▸ **TASKS AND EXERCISES**:
[1] In the reader comments on Russia and the 2016 election, what did Konstantin Rykov create in 2015?
[2] Carry on the reader comments on Russia and the 2016 election from their last line.

J. von Hettlingen (Switzerland)
Back in 2016 many of Trump’s aides weren’t convinced that he would win. But they “were happy to meet the Russians because they thought it might lead to moneymaking deals after the election.” As the indictments and guilty pleas of four former advisers show, greed proved their undoing and they were not careful. Trump for some years, “attracted attention from Russian conservatives with Kremlin ties." A Putin ally named Konstantin Rykov began promoting Trump “as a future president in 2012” and created a Russian-language website in 2015 to support his candidacy. Surely Russia must have known that Trump had been flirting with the presidency since 1987 when he joked about asking Oprah Winfrey to be his running mate for the 1988 race. Although he didn’t run, it couldn’t have escaped the Kremlin’s scutiny, when he travelled to Moscow in 2013 to hold the Miss Universe contest. Nobody knows what happened then. Perhaps it could explain why he is so beholden to Putin.
Mark Thomason (Clawson, MI)
How can anyone not believe this? Readers here wonder. Well, there is a story today that Bob Woodward just said he was unable to find evidence to confirm this, in two years of trying hard to find it. That is what the other side is hearing today. That is the sort of thing that explains why they don't accept this. Did he say it? Is it true? That isn't my point here. My point is that there are reasons we don't understand each other. This is dangerous.
W.A. Spitzer (Faywood, NM)
Not to worry. Most of the negative posts here are from paid Russian Trolls.
Robert (Seattle)
This is a wonderful article about an extraordinarily dispiriting topic for those of us who still care about our democracy. Thank you. It is correct that we cannot prove that Russia gave the election to Trump. On the other hand, we can and should consider the probabilities. Given what has been described here, the probability is significant, i.e., greater than 50%, that the Russians pushed Trump over the line in what was, after all, a very close election. For example, the steady and prolonged release of the damaging emails over the final months and weeks of the election was very effective. If we also take into account the other events that were peripherally related to Russia--e.g., the last minute, inappropriate Comey announcements vis-à-vis the Clinton email investigation, with no corresponding announcement about the Trump Russia conspiracy investigation--then the likelihood that Russia elected Trump is almost certainly much higher than 50%.
J. von Hettlingen (Switzerland)
Nina L. Khrushcheva, great-granddaughter of the Soviet premier Nikita S. Khrushchev, said that Putin’s successful meddling in the 2016 election must be “the envy” of his predecessors, making their “dream” come true, which “will be studied by the K.G.B.’s successors for a very long time.” She fails to mention what her great-grandfather said on October 16, 1960. Nikita Khrushchev addressed the UN before he returned to the Soviet Union. In closing his speech, he made the famous proclamation that the US would one day be defeated without a shot being fired. Unfortunately he had been proven right, 56 years later – Putin installed a Kremlin stooge on November 8, 2016.

▸ **ENTRIES SUPPLIED**:

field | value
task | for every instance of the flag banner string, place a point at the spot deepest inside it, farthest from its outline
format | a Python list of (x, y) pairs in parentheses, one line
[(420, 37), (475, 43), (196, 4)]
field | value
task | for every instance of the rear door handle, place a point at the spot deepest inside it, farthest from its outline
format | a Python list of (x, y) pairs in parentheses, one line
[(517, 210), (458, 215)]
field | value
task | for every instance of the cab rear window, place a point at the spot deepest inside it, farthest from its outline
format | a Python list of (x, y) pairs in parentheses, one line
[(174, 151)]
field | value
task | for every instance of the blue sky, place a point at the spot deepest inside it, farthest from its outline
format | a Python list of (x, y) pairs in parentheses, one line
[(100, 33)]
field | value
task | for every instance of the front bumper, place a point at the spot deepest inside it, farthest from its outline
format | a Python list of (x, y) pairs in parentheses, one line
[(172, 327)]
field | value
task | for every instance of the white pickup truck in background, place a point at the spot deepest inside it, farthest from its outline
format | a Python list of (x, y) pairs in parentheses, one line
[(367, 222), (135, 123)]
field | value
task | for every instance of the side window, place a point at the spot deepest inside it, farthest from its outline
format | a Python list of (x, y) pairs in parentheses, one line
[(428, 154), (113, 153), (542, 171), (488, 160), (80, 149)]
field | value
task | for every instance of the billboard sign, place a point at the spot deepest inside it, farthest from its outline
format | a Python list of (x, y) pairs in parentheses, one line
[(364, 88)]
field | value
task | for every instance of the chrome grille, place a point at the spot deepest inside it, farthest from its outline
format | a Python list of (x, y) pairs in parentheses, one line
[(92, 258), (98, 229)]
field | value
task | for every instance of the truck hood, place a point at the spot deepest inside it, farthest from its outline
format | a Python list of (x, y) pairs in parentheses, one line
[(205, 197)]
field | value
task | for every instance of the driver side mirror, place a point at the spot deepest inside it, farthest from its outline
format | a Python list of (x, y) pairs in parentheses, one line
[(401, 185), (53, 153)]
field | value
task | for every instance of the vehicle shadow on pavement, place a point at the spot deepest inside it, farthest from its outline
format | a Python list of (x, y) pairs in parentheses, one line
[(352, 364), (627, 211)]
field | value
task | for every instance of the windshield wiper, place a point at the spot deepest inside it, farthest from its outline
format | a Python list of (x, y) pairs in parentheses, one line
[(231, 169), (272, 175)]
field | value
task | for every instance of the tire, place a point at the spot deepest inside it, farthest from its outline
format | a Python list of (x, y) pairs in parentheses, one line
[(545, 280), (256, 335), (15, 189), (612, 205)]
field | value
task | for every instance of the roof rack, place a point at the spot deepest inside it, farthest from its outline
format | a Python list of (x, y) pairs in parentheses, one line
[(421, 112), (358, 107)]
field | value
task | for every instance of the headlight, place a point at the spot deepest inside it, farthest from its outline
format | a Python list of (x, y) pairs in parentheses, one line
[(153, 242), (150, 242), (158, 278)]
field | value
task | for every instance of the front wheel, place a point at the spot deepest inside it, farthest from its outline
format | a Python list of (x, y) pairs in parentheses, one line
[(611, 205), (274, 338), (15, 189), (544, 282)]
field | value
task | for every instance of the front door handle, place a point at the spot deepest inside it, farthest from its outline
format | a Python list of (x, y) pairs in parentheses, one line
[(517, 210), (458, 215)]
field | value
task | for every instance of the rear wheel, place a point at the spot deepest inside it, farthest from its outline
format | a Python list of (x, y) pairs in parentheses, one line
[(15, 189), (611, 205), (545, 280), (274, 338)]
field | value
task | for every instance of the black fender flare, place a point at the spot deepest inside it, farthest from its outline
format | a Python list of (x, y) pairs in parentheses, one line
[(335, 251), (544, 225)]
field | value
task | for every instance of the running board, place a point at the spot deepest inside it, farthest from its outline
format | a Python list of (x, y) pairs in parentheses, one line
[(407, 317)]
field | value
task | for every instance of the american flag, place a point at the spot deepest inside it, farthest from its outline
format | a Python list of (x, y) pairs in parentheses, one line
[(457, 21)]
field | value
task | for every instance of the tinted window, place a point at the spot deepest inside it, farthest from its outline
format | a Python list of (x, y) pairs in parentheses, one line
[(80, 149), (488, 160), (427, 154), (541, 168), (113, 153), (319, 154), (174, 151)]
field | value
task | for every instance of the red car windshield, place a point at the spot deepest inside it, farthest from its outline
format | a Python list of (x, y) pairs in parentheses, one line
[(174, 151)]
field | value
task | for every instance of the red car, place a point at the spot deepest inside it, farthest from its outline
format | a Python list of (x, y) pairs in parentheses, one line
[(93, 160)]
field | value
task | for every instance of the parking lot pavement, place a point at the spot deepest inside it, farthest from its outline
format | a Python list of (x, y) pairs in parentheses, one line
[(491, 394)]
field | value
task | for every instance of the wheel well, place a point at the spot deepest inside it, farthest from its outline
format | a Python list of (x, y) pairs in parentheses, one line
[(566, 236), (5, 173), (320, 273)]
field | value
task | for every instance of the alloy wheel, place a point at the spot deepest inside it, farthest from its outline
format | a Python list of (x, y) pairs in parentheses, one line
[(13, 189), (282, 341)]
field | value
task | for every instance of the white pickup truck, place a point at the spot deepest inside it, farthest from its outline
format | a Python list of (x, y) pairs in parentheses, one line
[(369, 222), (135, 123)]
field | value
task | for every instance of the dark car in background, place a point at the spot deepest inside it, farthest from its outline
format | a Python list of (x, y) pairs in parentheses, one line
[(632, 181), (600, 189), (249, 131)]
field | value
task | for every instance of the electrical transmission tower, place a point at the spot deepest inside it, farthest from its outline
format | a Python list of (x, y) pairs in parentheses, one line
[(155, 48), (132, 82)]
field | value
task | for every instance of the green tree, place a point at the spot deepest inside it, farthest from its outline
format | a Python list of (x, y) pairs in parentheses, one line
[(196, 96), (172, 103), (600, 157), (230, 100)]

▸ **OUTPUTS FOR THE TASKS**:
[1] A Russian-language website to support Trump's candidacy.

[2]
njglea (Seattle)
Thanks to the New York Times for this fabulous, easy-to-understand accounting of Russian interference and Con Don/republican cooperation. The corruption is breathtaking and VERY frightening. It's hard to believe that OUR elected leaders of all persuasions have allowed OUR United States of America to deteriorate this far. However, WE THE PEOPLE must get and keep our heads out of the sand and refuse to be lulled by any supposed "good" news by The Con Don, Robber Baron republicans and/or their operatives and news organizations that try to stay on the fence to protect their "ratings". Now NYT, please run the same kind of article on all the social goods that have been undone and that the corrupt operatives plan to undo to destroy true democracy in America. They are attacking every single social good 24/7. They are following a 40+ year plan to take over. WE THE PEOPLE - together - are the only ones who can/will stop them and NOW is the time.
PaulB67 (Charlotte)
This is a marvelous work of connecting dots and giving readers a narrative of all that has happened since the summer of 2016. However, two comments: 1. The article does not touch upon Trump's business links to Russian oligarchs, notably that nation's banks. I think many Americans believe that Trump is deeply in debt to these operators, which helps explain his attitude towards V. Putin. Is the absence of any reporting on this angle because it isn't true, or because it hasn't yet been factually nailed down? And in that regard, does not Mueller's portfolio allow him to search where he might -- including Trump's tax returns? That, to me, will be the thunderclap. 2. If Manafort, et al, joined the Trump campaign in order to drum up prospective new Russian business, then surely they must have had some assurances -- verbal or otherwise -- that "doing deals" was going to become the accepted norm in the Trump White House. It suggests that people around Trump (Don, Jr. comes to mind) were either tacitly or openly courting people with extensive business contacts in authoritarian states -- not just Russia. After all, Trump is still operating his business out of the Oval Office, knowing full well that there is no one to hold truth to power. I've long believed that Trump was stunned that he won the Presidency, but smart enough to realize that he had just won access to do enriching deals without limitations via his family and friendly Russian lenders. That's what is still going on.
njglea (Seattle)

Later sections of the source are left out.